*** Data in this exercise
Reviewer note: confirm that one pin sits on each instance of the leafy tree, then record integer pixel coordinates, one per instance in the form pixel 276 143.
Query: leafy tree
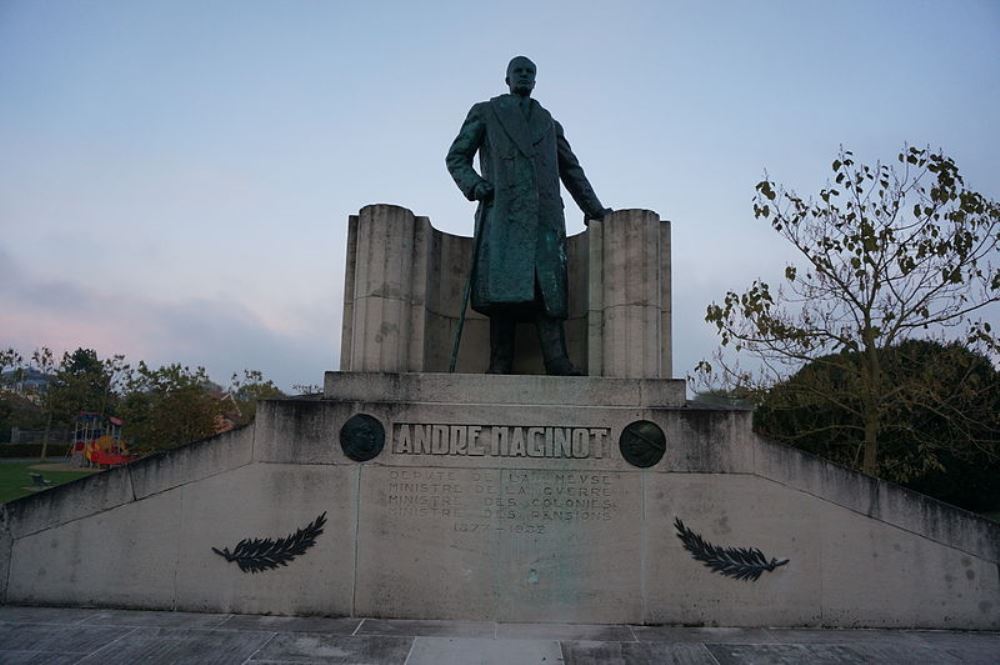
pixel 887 253
pixel 168 407
pixel 42 360
pixel 941 436
pixel 10 361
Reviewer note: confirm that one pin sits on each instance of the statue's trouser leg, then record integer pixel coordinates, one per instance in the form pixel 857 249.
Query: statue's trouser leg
pixel 501 345
pixel 553 340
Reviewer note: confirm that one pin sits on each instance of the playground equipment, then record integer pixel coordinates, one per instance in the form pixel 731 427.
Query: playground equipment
pixel 97 441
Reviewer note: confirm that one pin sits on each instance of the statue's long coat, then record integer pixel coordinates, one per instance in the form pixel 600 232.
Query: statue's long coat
pixel 522 231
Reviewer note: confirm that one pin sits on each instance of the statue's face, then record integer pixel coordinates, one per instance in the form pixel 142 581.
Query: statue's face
pixel 521 76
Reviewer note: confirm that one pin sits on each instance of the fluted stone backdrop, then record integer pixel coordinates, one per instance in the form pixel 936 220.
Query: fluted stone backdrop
pixel 405 281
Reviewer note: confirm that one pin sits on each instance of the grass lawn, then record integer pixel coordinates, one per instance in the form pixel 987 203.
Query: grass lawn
pixel 15 478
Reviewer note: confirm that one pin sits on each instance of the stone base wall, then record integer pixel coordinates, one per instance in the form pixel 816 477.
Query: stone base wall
pixel 508 499
pixel 405 283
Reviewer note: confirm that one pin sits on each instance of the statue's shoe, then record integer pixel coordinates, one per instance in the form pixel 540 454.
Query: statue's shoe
pixel 562 367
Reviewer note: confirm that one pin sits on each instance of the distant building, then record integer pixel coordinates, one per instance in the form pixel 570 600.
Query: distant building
pixel 27 382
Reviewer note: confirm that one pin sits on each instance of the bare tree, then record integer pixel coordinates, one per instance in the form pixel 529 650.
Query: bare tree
pixel 887 253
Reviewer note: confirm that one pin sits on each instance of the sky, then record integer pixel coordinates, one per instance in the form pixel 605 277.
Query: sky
pixel 176 175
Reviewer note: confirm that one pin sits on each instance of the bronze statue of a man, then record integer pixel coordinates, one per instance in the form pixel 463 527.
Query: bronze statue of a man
pixel 519 272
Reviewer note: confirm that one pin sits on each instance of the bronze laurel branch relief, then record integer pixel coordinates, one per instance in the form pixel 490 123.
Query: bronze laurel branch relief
pixel 742 563
pixel 255 555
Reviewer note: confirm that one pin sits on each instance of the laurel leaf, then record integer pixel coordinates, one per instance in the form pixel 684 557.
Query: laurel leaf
pixel 742 563
pixel 260 554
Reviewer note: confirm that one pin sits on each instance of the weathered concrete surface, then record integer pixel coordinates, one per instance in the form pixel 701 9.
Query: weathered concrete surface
pixel 502 389
pixel 63 636
pixel 506 500
pixel 405 281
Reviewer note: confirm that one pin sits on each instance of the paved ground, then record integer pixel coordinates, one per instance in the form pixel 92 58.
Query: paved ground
pixel 53 636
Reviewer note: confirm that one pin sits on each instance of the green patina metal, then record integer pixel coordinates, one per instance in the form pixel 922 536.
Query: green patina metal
pixel 520 267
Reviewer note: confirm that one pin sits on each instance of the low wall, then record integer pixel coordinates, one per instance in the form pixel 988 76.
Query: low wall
pixel 509 499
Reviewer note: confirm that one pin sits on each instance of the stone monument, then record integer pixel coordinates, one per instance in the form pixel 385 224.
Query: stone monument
******
Problem to work on :: Would you show every line in the data above that contains the string "monument"?

Answer box ::
Reviewer note: confirm that one pin sits on each instance of the stone monument, then record integer pixel coordinates, one per instance in the form pixel 385 224.
Query: stone monument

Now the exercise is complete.